Excerpted passage —
Start of Block
What kind of therapy do you provide?
My style is practical, compassionate, and evidence based. The foundation of my work is my trust that you are the foremost expert on your own life. In turn, though growth can be painful, my number one priority is providing a truly trustworthy context where you can face that pain in a way that efficiently creates the changes you want most.
I’ll start by getting a detailed picture of your hopes, dreams, challenges, and current circumstances. Together, we’ll then customize a set of therapeutic strategies specifically for your unique brain and your existing habits and skills.
We can focus on building practical systems to manage your time, energy, and attention effectively. We will make space for whatever grief, pain, or distress you are experiencing, and practice moving through it if that is what you want–and we can level up your ability to continue showing up for yourself in the face of overwhelming emotions, like anxiety, shame, loneliness, or grief.
One week at a time, I’ll help you stay focused until you break through patterns of procrastination, overwhelm, and paralysis, gradually cultivating habits that support your most authentic self.
What modalities do you use?
Like all the clinicians at Divergent Path, my primary therapeutic modality is ACT—Acceptance and Committent Therapy. ACT has an excellent evidence base for a wide variety of situations. It centers around helping clients master six processes that constitute psychological flexibility. Another way of thinking about it would be that these six proceses cultivate resilience, or what a navy seal might call “mental toughness.”
End of Block
Source data —
Start of Block
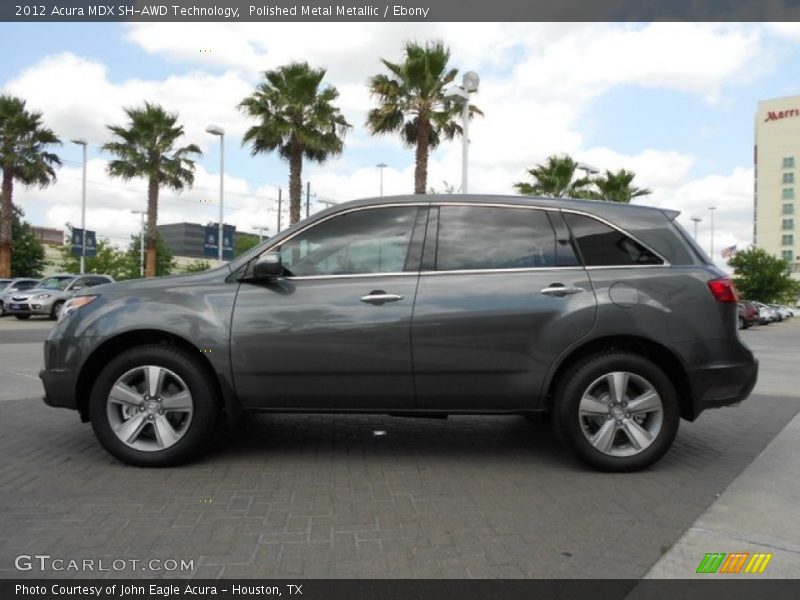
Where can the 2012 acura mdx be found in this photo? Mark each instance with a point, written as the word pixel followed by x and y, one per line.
End of Block
Start of Block
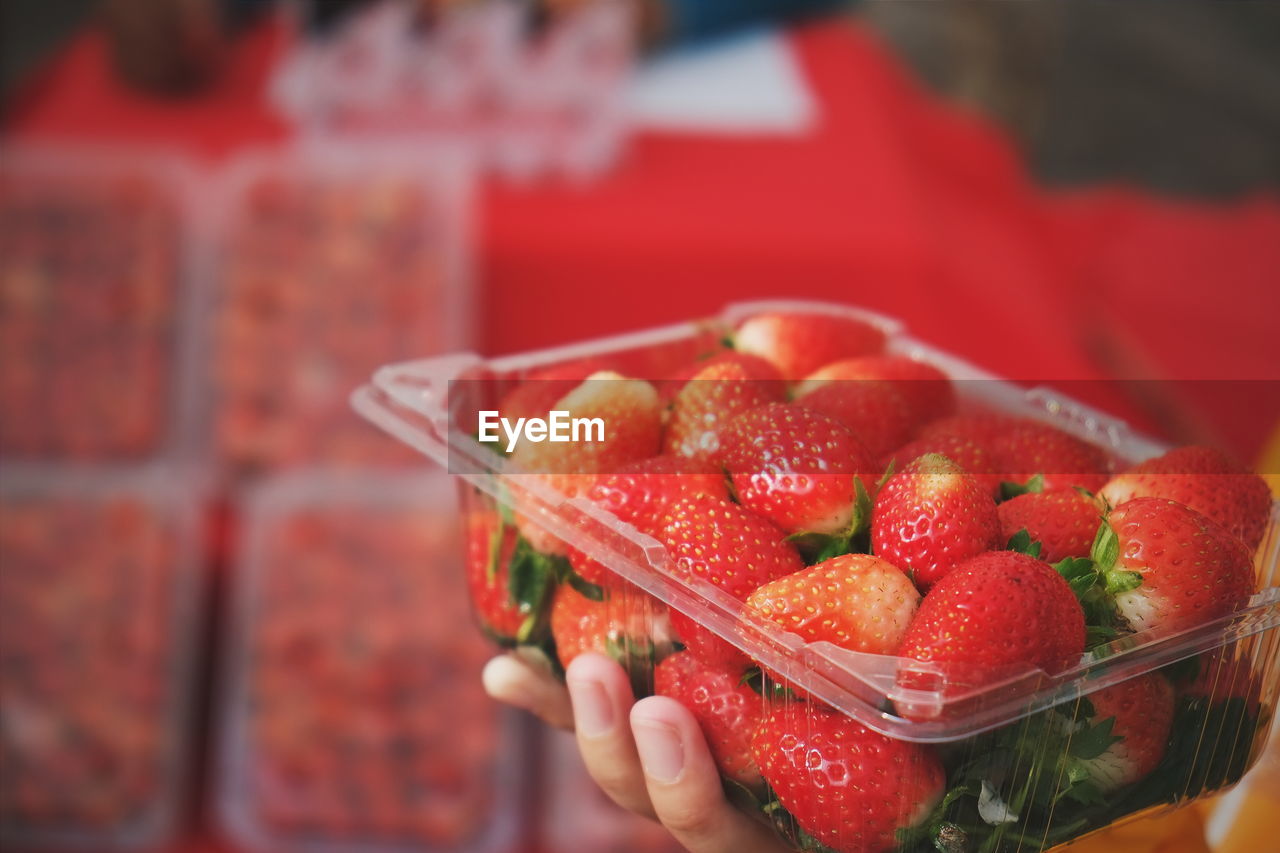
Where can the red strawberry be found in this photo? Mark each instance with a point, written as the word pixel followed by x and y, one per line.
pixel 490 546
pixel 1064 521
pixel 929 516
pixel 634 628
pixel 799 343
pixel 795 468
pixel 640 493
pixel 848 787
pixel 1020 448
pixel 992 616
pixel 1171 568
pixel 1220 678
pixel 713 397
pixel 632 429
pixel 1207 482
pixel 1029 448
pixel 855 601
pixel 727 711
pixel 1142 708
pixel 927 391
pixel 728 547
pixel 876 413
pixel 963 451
End of Block
What to produce —
In the therapy description, what does the therapist say they will start by getting?

Result below —
A detailed picture of the client's hopes, dreams, challenges, and current circumstances.